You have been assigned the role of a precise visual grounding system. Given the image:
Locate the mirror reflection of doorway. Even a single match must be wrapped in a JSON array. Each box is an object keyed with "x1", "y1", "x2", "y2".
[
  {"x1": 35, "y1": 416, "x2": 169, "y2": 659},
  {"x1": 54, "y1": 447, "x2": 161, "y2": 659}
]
----------------------------------------
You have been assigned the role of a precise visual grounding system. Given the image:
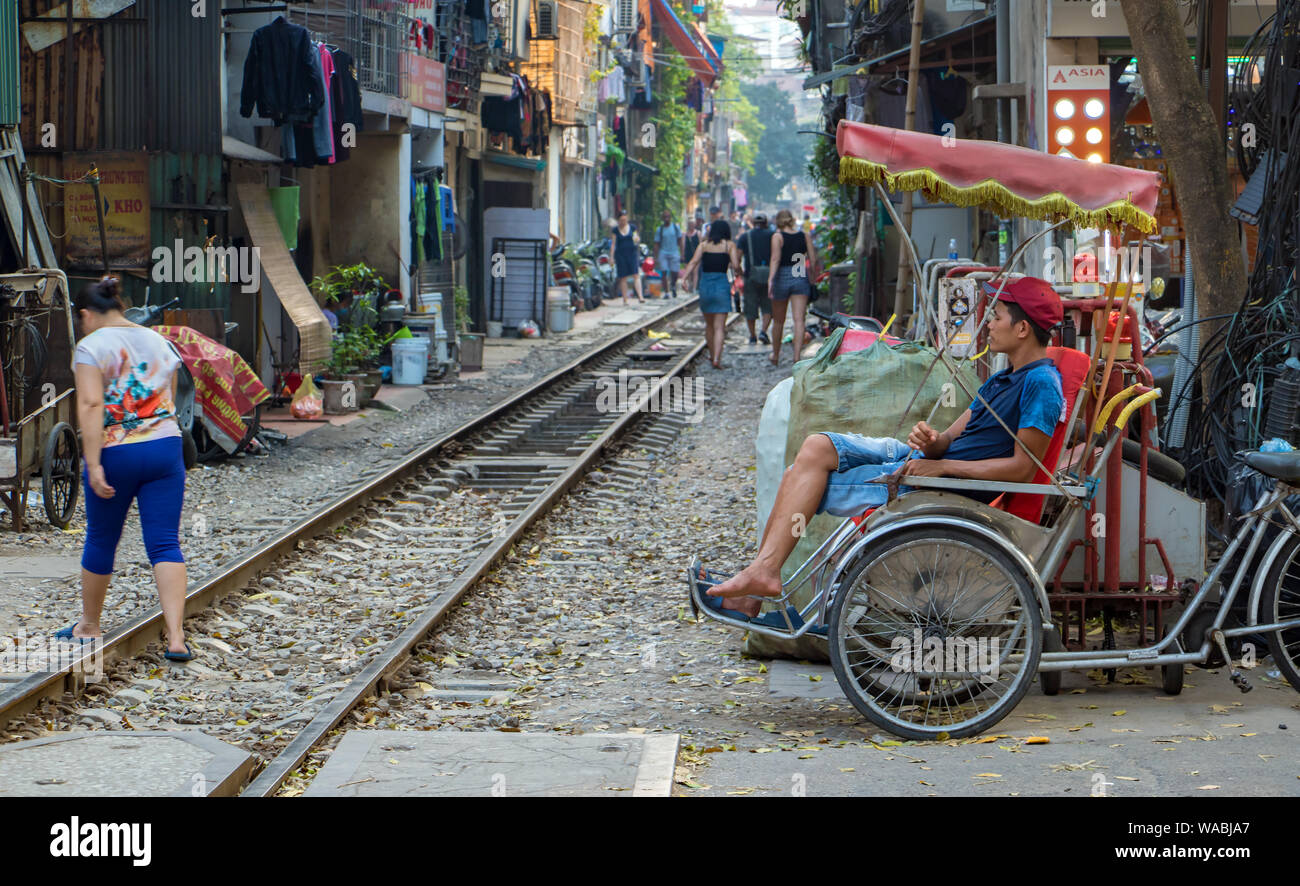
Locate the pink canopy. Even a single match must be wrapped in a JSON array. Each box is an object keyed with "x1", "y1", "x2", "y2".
----------------------------------------
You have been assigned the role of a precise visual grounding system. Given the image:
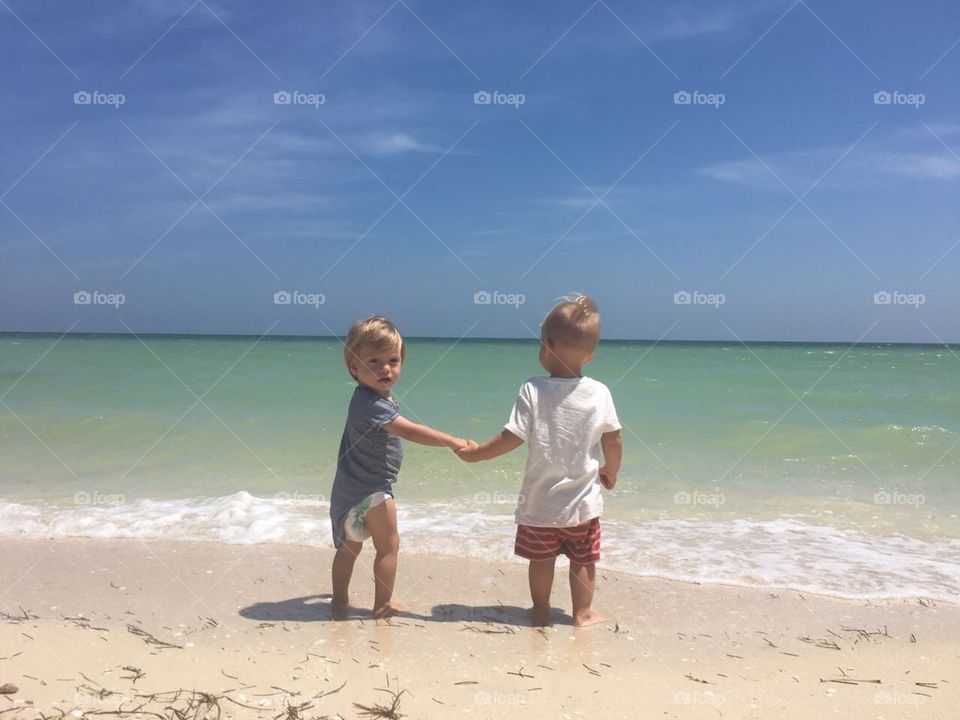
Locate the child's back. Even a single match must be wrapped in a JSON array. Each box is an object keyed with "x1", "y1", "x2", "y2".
----------------------------------------
WRITTEN INSTRUCTION
Please identify every line of the records that contains the word "with" and copy each such line in full.

THE SOLUTION
Locate the mirror reflection of doorway. Even a single match must be wrapped in a JSON array. Each box is an object keyed with "x1", "y1", "x2", "y2".
Locate the pink canopy. Even a single match must be wrapped in a JSON array. Each box is an object keyed with "x1", "y1", "x2", "y2".
Locate the child's back. Even a single match must be wrapped in a JSON array. Each box is an object keyed with "x1", "y1", "x2", "y2".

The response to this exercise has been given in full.